Source:
◇ ◇ ◇ ◇

Agents in the Claims Process

By | June 26, 2000

In any service industry, speed in responding to customer requests, customer satisfaction with performance (both in the short run and in the long), and accuracy in statements made are all terribly important. The three are not, however, always in harmony. Thus, for example, policyholders want to hear that there is coverage, or that there is probably coverage, when it is quite possible that there isn’t or where the matter is quite uncertain.

Further, policyholders are frequently at sea about coverage. They do not want to pay for legal advice on the subject. Often, attorneys representing policyholders across-the-board don’t know very much about insurance, and the policyholder doesn’t know who specializes in such matters. It seems quite appropriate to many policyholders that their insurance agents should know what is covered and what is not. After all, in some sense, they sold the stuff.

Moreover, some large insurance brokerage houses tout the fact that they have claims departments. Sometimes, these departments are staffed by very experienced claims people.

Finally, to some degree, both policyholders and insurance companies understand that agents are likely to be advocates for the interests of policyholders. Often this means that agents argue for coverage. Of course, agents tend to take a moderate approach to this advocacy, as they should, and they tend to shuttle back and forth between policyholders and insurance companies, trying to create a dialogue.

This posture is appropriate for an insurance intermediary. In addition, agents bring a global, but also blended, business point of view thinking about a claim, which an insurance company’s claims department may lack. Sometimes agents have more feel for business context than policy text. Sometimes agents need to smooth ruffled feathers. Sometimes policyholders ask agents to help get a stubborn adjuster replaced. Occasionally, this needs to be done.

◇ ◇ ◇ ◇

Supplied material:
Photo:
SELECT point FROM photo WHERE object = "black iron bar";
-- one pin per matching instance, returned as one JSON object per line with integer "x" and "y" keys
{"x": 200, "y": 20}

◇ ◇ ◇ ◇

Short exercise:
Carry on the text about insurance agents in the claims process, writing the paragraphs that follow its last sentence.

Exercise result:
When agents get involved in claims, liability lurks. Agents have no legal duty to get involved in the claims part of customer service. They cannot be accused of any sort of malpractice if they do not get embroiled in disputes. Often, however, claims-involvement is a business necessity for agents. In general, under the common law, if one gets involved in a process, one has a duty to act prudently. Such action requires not making stupid mistakes, not exaggerating, trying hard to get things right, and in general being careful about how information is handled. Things can get especially dicey when claims are made under liability policies and there are several layers of coverage.

Recent Supreme Court decision

This problem is nicely illustrated in the case of Keck, Mahin & Cate v. Insurance Company of North America, decided by the Supreme Court of Texas on May 25, 2000. No insurance agent was actually involved in this case, but the case problem illustrates difficulties for insurance intermediaries.

Somebody sued a business policyholder. Under the liability insurance contract at issue, the policyholder got to pick counsel. Apparently, defense counsel did a lousy job, and the primary carrier did not supervise counsel competently.

Before trial, the plaintiff offered to settle for $3.6 million. After trial began, the primary carrier tendered the case to the excess carrier. The excess carrier, which knew little of the case, paid $7 million to settle. In hindsight, everyone agreed the excess carrier paid too much. The excess carrier’s explanation/excuse was that the hand-off from the primary carrier was late, so that it had no time to gather facts in a rationally paced manner.

Because the excess carrier thought it paid too much, it sued the Keck law firm for malpractice and sued the primary carrier for negligence in managing the defense, including negligence in supervising the lawyers.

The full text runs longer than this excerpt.